- **Data for the task**:
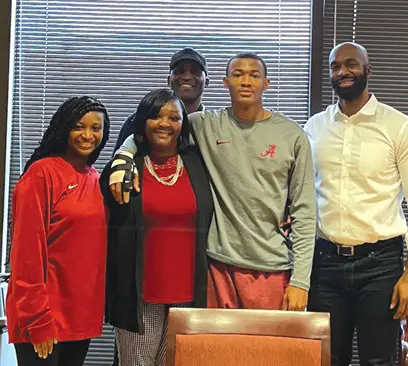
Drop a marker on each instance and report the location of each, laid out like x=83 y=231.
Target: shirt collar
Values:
x=368 y=109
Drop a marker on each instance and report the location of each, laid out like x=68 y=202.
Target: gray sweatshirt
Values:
x=255 y=169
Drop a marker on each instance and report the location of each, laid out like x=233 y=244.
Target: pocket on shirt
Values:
x=374 y=158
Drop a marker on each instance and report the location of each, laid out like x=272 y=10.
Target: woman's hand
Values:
x=44 y=349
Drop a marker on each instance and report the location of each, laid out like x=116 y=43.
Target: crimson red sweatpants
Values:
x=230 y=287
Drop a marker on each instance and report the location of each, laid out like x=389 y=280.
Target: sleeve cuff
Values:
x=300 y=284
x=43 y=332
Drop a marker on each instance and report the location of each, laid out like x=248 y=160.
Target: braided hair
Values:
x=55 y=138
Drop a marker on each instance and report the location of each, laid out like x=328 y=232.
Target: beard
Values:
x=350 y=92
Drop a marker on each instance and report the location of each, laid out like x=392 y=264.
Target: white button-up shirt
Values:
x=361 y=172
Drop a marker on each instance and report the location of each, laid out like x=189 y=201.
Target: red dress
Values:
x=58 y=254
x=170 y=237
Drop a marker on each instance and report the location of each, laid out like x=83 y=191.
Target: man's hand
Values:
x=400 y=295
x=123 y=171
x=116 y=189
x=44 y=349
x=295 y=299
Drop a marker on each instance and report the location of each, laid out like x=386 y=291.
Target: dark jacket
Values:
x=125 y=257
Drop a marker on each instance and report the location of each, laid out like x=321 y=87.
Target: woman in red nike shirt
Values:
x=55 y=300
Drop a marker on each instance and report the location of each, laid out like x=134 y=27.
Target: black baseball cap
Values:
x=189 y=53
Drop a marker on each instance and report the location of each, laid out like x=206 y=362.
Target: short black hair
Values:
x=55 y=138
x=149 y=108
x=247 y=55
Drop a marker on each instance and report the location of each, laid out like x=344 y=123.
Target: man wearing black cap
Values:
x=188 y=78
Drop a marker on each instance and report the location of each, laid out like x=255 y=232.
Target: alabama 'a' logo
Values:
x=269 y=153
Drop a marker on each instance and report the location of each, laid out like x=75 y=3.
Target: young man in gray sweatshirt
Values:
x=260 y=164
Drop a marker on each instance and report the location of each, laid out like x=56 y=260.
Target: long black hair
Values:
x=149 y=108
x=55 y=138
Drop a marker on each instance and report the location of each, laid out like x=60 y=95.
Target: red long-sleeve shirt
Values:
x=58 y=254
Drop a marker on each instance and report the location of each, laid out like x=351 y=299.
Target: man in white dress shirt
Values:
x=360 y=152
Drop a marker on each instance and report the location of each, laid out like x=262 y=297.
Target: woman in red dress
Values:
x=157 y=242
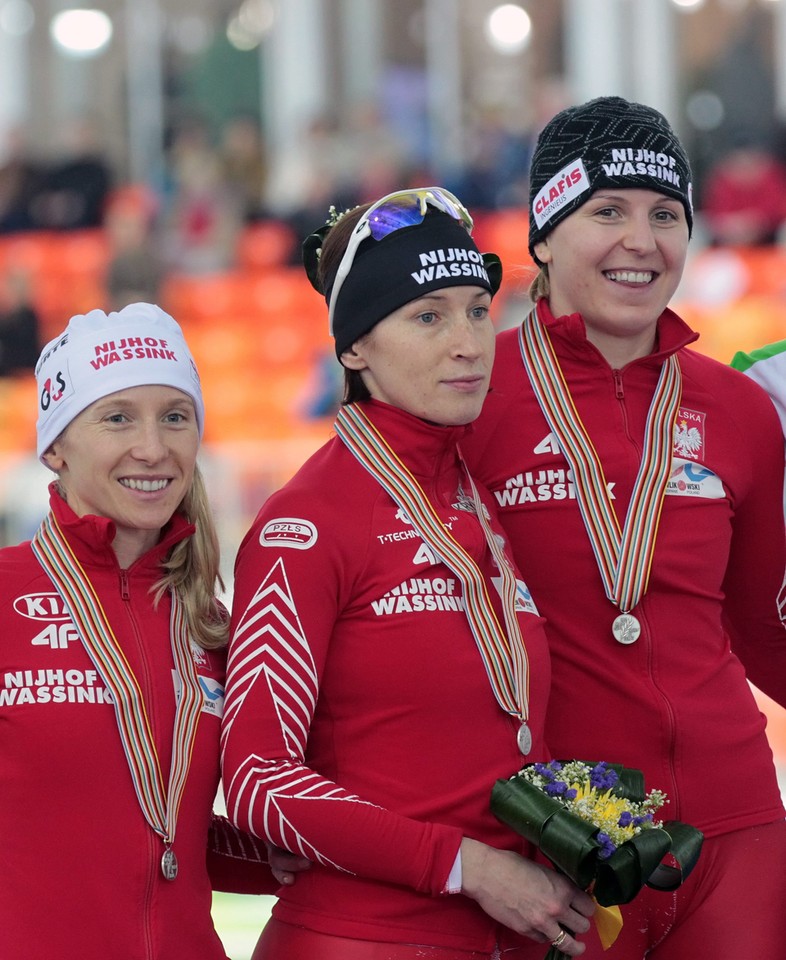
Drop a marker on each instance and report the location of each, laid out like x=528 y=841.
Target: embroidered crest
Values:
x=689 y=434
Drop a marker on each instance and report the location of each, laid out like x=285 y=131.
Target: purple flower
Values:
x=557 y=788
x=607 y=845
x=544 y=770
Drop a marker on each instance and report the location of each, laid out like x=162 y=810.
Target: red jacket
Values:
x=81 y=870
x=360 y=726
x=675 y=703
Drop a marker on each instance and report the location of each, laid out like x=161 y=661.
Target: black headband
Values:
x=607 y=142
x=407 y=264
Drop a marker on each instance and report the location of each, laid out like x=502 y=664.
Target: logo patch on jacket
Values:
x=689 y=434
x=288 y=532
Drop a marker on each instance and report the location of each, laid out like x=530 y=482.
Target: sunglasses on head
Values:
x=405 y=208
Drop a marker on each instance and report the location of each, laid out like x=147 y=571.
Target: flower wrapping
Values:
x=596 y=824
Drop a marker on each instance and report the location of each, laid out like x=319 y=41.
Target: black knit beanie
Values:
x=607 y=142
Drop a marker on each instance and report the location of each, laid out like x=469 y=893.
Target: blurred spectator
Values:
x=135 y=272
x=204 y=219
x=244 y=165
x=75 y=186
x=20 y=179
x=744 y=200
x=19 y=336
x=381 y=160
x=497 y=168
x=310 y=177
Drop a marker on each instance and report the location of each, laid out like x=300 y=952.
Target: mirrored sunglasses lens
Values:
x=394 y=215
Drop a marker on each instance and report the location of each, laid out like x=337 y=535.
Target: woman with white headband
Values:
x=112 y=664
x=387 y=663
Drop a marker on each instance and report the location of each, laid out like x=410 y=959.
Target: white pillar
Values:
x=654 y=62
x=145 y=92
x=14 y=77
x=779 y=44
x=595 y=61
x=294 y=71
x=443 y=68
x=361 y=49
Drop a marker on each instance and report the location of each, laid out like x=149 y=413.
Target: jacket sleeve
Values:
x=287 y=599
x=753 y=586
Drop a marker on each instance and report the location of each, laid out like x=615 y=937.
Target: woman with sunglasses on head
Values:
x=113 y=667
x=387 y=664
x=639 y=482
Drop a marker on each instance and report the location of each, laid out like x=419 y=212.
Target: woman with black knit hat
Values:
x=387 y=663
x=112 y=660
x=638 y=482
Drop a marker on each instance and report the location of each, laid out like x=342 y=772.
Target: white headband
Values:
x=98 y=354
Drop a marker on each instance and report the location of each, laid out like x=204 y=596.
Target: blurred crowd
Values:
x=217 y=182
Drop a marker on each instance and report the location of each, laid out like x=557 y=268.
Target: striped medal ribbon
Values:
x=624 y=556
x=160 y=807
x=504 y=654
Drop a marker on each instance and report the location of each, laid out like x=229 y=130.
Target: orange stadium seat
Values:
x=264 y=245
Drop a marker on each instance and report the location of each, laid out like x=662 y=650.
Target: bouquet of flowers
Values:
x=597 y=825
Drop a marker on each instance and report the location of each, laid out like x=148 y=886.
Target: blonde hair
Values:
x=192 y=571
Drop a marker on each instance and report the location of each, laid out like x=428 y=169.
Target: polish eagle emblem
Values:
x=687 y=440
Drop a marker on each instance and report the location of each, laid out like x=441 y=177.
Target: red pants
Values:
x=731 y=907
x=283 y=941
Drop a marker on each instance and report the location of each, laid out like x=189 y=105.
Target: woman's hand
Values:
x=285 y=865
x=532 y=900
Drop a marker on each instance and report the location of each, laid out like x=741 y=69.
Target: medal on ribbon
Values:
x=159 y=806
x=504 y=654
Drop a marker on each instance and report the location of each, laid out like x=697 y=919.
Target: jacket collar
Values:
x=91 y=537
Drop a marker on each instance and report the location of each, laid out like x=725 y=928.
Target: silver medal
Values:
x=524 y=739
x=169 y=864
x=626 y=628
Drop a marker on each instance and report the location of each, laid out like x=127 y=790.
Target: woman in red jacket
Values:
x=112 y=664
x=640 y=484
x=387 y=663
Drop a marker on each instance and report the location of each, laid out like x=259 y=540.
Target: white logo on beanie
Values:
x=567 y=184
x=100 y=354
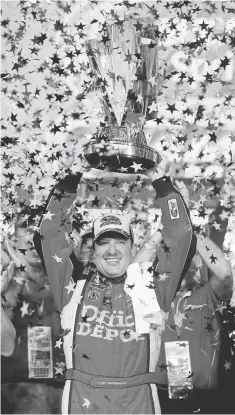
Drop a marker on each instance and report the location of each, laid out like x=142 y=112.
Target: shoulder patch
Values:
x=173 y=209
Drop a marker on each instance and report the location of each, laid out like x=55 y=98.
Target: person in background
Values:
x=23 y=281
x=8 y=332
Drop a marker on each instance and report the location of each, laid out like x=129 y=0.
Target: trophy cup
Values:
x=123 y=66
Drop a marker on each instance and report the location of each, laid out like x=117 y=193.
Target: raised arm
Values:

- **Activity**: Only lines that contain the string "jacket" count; pick each one out of the records and copy it.

- **Exercise answer**:
Target: dark jacket
Target: red jacket
Target: logo patch on jacket
Target: jacket sleeve
Target: jacket collar
Target: woman in red jacket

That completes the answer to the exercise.